TASK ITEM:
Leaving out the pictures, write the following records exactly as they read.

Collection entries
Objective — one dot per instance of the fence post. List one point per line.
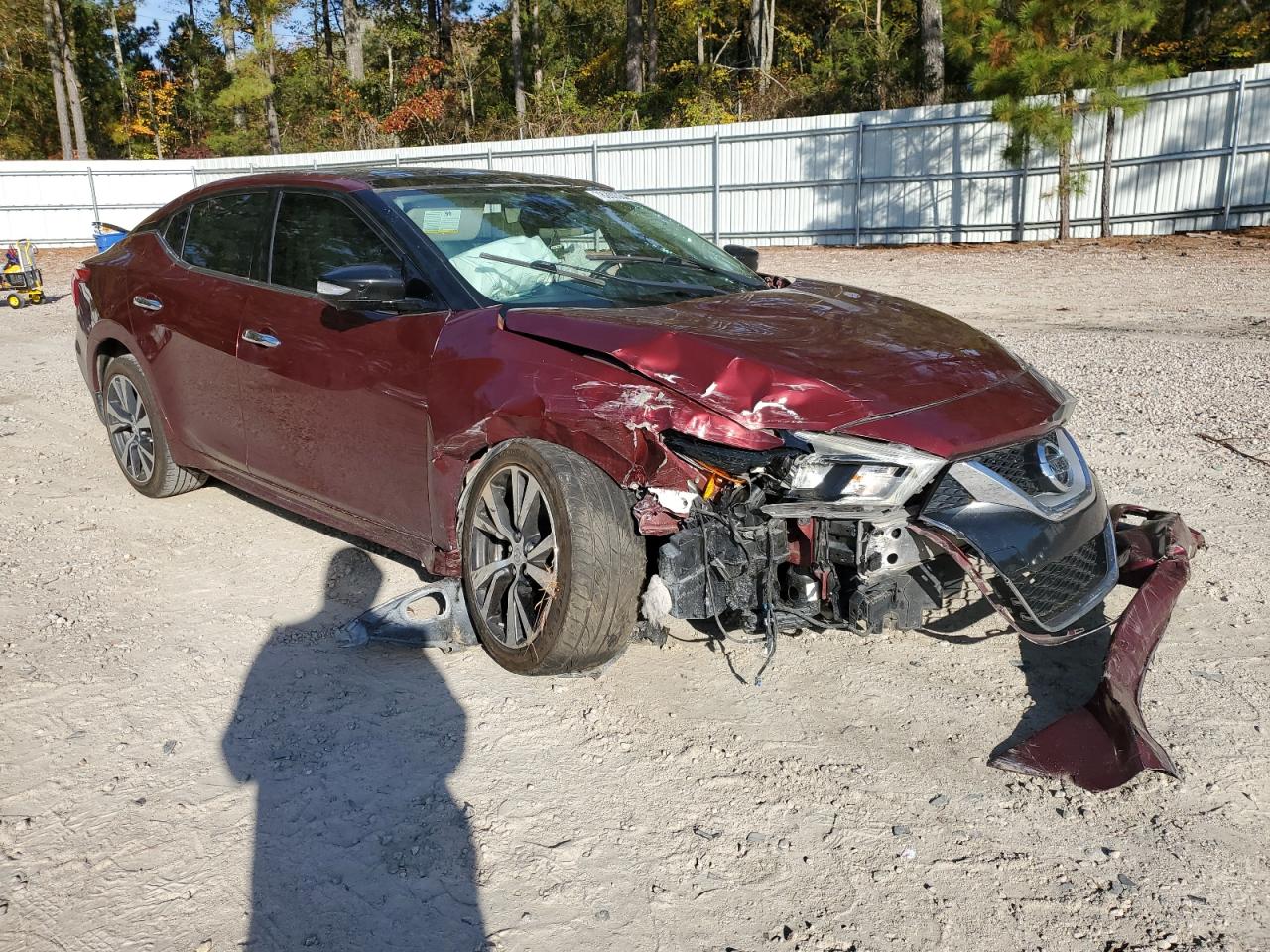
(91, 193)
(1234, 153)
(1021, 211)
(860, 171)
(715, 168)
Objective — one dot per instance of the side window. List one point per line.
(175, 229)
(318, 232)
(223, 232)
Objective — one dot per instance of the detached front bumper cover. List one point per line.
(1105, 743)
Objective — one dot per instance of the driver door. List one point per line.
(333, 403)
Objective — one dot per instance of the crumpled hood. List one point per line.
(812, 356)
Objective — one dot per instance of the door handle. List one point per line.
(254, 336)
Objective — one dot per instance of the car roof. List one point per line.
(361, 178)
(357, 178)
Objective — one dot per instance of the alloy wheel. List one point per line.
(128, 424)
(512, 557)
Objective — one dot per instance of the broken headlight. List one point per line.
(852, 470)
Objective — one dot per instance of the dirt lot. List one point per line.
(190, 762)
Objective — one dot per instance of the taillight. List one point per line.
(79, 277)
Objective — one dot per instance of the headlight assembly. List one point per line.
(848, 468)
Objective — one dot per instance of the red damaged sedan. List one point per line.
(588, 412)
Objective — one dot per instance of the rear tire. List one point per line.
(548, 529)
(137, 439)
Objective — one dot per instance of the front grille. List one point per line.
(1058, 588)
(1014, 463)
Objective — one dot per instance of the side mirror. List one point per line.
(362, 287)
(744, 254)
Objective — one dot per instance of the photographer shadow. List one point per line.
(358, 843)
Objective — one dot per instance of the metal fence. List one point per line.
(1197, 158)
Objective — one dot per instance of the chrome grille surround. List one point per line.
(1053, 593)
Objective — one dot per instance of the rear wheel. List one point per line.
(552, 562)
(136, 433)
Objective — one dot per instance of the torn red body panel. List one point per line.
(824, 358)
(1105, 743)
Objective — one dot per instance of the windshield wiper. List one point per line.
(681, 262)
(553, 268)
(589, 277)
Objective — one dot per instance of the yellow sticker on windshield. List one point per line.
(607, 195)
(440, 221)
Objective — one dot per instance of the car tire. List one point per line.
(579, 594)
(135, 429)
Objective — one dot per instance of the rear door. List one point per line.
(334, 402)
(190, 313)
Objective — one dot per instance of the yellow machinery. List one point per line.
(21, 282)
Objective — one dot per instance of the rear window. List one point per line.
(175, 229)
(223, 232)
(318, 232)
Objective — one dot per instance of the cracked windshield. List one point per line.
(572, 248)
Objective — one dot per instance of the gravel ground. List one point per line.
(189, 762)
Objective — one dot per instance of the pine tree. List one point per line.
(1044, 62)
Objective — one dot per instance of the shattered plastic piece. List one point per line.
(443, 624)
(653, 518)
(1105, 744)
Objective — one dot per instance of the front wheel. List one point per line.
(552, 561)
(136, 433)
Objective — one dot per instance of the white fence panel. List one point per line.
(1198, 157)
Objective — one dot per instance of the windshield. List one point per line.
(570, 246)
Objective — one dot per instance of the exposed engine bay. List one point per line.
(835, 531)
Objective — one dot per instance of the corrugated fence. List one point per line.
(1197, 158)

PROBLEM SOLUTION:
Objective — one dot per instance of the fence post. List one point per line.
(91, 193)
(1234, 153)
(1021, 211)
(860, 171)
(715, 168)
Objective — one dot per instance of the side window. List one point per line.
(175, 229)
(318, 232)
(223, 232)
Objective — one dot per instance of the detached front bumper cover. List one point per line.
(1105, 743)
Objective — one dot per instance of the driver door. List one point per line.
(333, 403)
Objective — one dot per instance of the crumpled hood. List one point per line.
(812, 356)
Objective — one dot per instance of the door handle. List one point per line.
(254, 336)
Objective — one dot per instance of the car roof. List one point per line.
(361, 178)
(357, 178)
Objective — one dot per instance of the alloy wheel. List one point per line.
(128, 424)
(512, 557)
Objective — one dot per instance of the broken headlight. List one point per line.
(852, 470)
Objective — one dot per instance of the dirt lot. List one point per line.
(190, 762)
Objective — one dot per instance of the taillight. List one point per line.
(79, 277)
Objective — one dot per instance of the headlight assembly. List one point per line.
(848, 468)
Objective — one dot per instance of the red damaged sedan. List one point per line.
(588, 412)
Objective — one dot per instance of the rear tire. List one point per line.
(548, 529)
(137, 439)
Objective — one dot per instance of the front grille. List one point per line.
(1058, 588)
(1014, 463)
Objective — one dot per instance of the side mirror. List one point per line.
(362, 287)
(744, 254)
Objective — one dot per instance of the photographer shadow. List one point per line.
(358, 843)
Objective — one dot per instance of the metal fence. List one point per line.
(1197, 158)
Objective — one dot per instance of the chrome grille surround. List one point per line.
(1053, 593)
Objective — one dot per instance of the rear wheel. List one point per line.
(552, 562)
(136, 433)
Objective — one dot per instance of the torn red body panel. List one point per line.
(824, 358)
(1105, 743)
Objective — one dot per instance of the windshield wiper. List one point per line.
(681, 262)
(553, 268)
(589, 277)
Objective — one dot per instance of the yellow sticker on windshield. List one point per line.
(607, 195)
(440, 221)
Objective — one dot per instance of the car tire. List one point per line.
(579, 594)
(135, 429)
Objective — one dot per instance of the rear door. List one point per line.
(334, 402)
(190, 313)
Objective — one dot per instance of the yellow machinery. List one point per line.
(21, 282)
Objective — one dot per instance of the rear window. List one point per line.
(175, 229)
(223, 232)
(318, 232)
Objective — one dot per instance of the cracked windshield. List one point per line.
(572, 248)
Objective — one dot per instance of the gravel ground. List one point per line.
(189, 762)
Objective — one dot per instance of the pine tree. List one point per line.
(1044, 62)
Objective — one dot per instance of the shattered plastic piece. List one point per line.
(443, 624)
(653, 518)
(1105, 744)
Objective — one dot per instance of the front wheel. List one point per line.
(552, 561)
(136, 433)
Objective — one dot per instance of the white fence panel. List one point per line.
(1198, 157)
Objective — one dot per instance of the windshield. List one point per line.
(570, 246)
Objective — one dot per instance of the exposed engine bay. List one point per line.
(835, 531)
Objective — one dot per instance of the corrugated fence. List one point per line.
(1197, 158)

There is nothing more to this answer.